◆ **Quoted passage**
Jesus’ parable of the talents in Matthew 25:14-30 powerfully illustrates the Lord’s desire for each of us to acknowledge ownership of, and take responsibility for, the talents or assets of which God has made us stewards (see Boundaries, 44-45).
Another oft-cited text with obvious relevance to personal boundaries is Proverbs 25:28. “Like a city breached, without walls, is one who lacks self-control.” Cloud and Townsend invoke another text from Proverbs when noting that “one of the greatest gifts we can give to each other is the gift of honesty and confrontation. As Proverbs tells us, ‘Wounds from a friend can be trusted, but an enemy multiplies kisses’” (Proverbs 27:6). We grow when someone who loves us ‘wounds’ us by telling us painful truths we need to hear. Requiring responsibility from each other by telling each other the truth and not giving in to each other’s immaturity is indeed a gift” (Boundaries in Marriage, 95).
They also offer some helpful discussion of God and boundaries. For example: “As we become like him, he is redeeming our boundaries and our limits. He has defined who we are and what our limits are so that he can bless us: ‘Lord, you have assigned me my portion and my cup; you have made my lot secure. The boundary lines have fallen for me in pleasant places; surely I have a delightful inheritance’ (Ps. 16:5-6)” (Boundaries, 240).

◆ **Extracted entries**

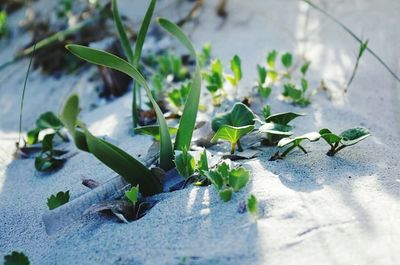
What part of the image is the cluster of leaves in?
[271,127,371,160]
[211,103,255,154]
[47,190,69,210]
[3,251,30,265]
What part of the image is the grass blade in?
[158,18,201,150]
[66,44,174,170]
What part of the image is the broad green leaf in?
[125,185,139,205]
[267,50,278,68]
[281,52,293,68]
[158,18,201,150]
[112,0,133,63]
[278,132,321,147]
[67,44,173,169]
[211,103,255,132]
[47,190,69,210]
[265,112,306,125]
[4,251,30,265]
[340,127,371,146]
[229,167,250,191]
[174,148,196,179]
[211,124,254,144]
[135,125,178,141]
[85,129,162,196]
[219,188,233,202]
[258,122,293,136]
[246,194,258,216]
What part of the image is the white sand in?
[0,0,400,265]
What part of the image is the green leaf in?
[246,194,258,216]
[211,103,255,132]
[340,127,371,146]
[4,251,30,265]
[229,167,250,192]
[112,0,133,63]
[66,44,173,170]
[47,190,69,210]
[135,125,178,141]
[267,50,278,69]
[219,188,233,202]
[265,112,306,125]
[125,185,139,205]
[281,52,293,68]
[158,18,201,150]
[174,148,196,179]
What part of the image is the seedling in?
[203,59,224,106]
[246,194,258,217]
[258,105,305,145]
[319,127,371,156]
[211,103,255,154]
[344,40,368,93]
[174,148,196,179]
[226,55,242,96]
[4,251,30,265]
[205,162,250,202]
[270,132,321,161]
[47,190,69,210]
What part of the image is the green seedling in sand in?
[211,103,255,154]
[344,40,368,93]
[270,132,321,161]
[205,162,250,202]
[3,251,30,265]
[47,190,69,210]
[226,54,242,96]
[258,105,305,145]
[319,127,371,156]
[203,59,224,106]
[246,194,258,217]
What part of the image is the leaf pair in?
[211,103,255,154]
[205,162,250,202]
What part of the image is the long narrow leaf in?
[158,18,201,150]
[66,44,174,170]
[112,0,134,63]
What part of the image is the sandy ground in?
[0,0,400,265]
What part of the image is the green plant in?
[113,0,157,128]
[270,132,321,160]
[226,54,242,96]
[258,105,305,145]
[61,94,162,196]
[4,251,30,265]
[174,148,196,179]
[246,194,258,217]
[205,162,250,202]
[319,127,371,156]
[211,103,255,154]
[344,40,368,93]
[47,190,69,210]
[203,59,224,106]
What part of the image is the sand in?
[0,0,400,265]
* * *
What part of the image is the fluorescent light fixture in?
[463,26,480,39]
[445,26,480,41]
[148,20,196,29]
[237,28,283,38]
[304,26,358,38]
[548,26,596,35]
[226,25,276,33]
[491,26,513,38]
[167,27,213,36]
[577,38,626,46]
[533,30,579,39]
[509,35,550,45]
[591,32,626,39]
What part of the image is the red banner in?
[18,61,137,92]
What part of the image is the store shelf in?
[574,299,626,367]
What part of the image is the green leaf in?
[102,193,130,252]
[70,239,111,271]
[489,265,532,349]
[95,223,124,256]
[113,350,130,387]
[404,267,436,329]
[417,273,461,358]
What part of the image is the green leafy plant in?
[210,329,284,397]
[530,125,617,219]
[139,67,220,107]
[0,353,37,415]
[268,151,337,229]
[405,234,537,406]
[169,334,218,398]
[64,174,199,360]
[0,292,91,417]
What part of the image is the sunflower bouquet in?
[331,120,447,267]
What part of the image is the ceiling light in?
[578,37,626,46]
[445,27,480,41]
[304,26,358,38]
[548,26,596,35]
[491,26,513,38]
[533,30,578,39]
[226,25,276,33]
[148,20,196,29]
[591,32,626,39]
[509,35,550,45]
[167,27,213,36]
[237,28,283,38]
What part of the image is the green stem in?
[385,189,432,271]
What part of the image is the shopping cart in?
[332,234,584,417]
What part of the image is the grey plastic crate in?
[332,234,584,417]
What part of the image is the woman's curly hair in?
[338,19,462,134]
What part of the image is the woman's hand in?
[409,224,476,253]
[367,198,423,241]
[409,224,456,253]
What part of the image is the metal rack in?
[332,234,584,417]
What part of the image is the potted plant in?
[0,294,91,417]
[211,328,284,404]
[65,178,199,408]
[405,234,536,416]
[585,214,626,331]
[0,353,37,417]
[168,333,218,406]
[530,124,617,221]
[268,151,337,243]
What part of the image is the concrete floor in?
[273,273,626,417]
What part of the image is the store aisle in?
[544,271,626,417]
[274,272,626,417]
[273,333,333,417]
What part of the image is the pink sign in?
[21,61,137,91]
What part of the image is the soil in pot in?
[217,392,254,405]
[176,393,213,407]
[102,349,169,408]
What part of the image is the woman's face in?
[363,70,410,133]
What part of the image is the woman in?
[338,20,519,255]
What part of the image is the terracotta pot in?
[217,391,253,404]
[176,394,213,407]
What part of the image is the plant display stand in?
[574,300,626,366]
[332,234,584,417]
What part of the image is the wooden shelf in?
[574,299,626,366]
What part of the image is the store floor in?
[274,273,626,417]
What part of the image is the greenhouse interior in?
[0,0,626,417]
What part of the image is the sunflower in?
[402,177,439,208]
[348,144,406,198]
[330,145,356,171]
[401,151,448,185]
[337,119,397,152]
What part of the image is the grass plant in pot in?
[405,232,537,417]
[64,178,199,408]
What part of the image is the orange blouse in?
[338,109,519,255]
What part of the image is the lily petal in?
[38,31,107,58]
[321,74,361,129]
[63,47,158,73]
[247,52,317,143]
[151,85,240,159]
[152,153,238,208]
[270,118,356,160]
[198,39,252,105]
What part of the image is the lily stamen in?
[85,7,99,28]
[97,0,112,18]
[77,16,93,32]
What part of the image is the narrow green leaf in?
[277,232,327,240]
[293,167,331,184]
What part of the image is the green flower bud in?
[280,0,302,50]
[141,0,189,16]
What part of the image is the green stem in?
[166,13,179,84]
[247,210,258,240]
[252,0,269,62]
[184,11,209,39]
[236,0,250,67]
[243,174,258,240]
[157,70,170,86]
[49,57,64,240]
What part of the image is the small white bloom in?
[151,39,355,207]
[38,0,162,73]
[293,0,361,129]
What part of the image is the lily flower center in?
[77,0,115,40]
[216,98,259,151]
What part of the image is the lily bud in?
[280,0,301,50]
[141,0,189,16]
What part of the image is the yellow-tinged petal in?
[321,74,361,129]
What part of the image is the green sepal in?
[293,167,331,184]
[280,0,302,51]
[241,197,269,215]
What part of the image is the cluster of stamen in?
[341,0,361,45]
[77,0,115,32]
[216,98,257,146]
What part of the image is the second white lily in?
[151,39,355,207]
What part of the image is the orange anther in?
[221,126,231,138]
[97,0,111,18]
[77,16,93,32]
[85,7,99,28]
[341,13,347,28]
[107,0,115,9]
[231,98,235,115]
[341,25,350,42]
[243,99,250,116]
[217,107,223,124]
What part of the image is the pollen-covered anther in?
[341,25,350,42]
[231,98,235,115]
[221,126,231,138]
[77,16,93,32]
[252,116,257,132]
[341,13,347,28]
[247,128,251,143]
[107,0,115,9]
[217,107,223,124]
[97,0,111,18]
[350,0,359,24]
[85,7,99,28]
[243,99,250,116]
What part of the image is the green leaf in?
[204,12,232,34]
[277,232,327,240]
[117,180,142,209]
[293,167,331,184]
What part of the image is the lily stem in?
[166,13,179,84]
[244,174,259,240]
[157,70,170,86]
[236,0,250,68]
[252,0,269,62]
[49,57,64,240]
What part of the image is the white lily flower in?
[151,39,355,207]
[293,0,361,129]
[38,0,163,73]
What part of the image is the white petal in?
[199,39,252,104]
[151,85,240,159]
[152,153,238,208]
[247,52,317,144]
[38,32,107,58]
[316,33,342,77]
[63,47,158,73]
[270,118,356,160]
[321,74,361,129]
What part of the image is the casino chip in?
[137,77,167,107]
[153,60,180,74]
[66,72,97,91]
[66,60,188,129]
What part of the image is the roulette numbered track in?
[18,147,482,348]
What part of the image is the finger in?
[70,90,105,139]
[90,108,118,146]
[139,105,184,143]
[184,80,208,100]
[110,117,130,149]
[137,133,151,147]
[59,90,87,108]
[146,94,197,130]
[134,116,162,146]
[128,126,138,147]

◆ **What this exercise asks**
a: In the text on Scripture and personal boundaries, why does God define who we are and what our limits are? Answer in one to three sentences.
b: Carry the text on Scripture and personal boundaries forward from its last sentence.
The items have nothing to do with the text on Scripture and personal boundaries.

◆ **Answers provided**
a: God has defined who we are and what our limits are so that he can bless us. The quoted discussion supports this with Psalm 16:5-6: "The boundary lines have fallen for me in pleasant places; surely I have a delightful inheritance."

b:
The most common criticism of boundaries therapy–especially, it seems, from Christians–is that it encourages selfishness. In response, Cloud and Townsend note that selfishness is wrong because it is unloving; however, “appropriate boundaries actually increase our ability to care about others.” Furthermore, selfishness must not be confused with stewardship. Boundaries enable us to be faithful stewards of God’s good gifts. “When we say no to people and activities that are hurtful to us, we are protecting God’s investment” (Boundaries, 103-105). They also make repeated efforts to distinguish between a selfish abuse of boundaries and a loving use of boundaries.
When it comes to discussing theology proper–i.e., the nature and acts of God–Cloud and Townsend are sometimes a bit vague, confused, and imprecise. Their analogies between human/human relationships and God/human relationships are sometimes helpful, but perhaps just as often lacking in important qualification. For example, on the matter of God changing his mind, they claim that “the Bible is clear. It is as though God says, ‘If it really means that much to you, it’s okay with me.’ One of the most astounding teachings of the Bible is that we can influence God. It wouldn’t be a real relationship if we couldn’t” (Boundaries, 233). This statement is rife with theological question marks and ambiguities. Given the vigor with which such questions of providence are being debated among theologians and philosophers today, it is hardly accurate or fair to say that “the Bible is clear” on this.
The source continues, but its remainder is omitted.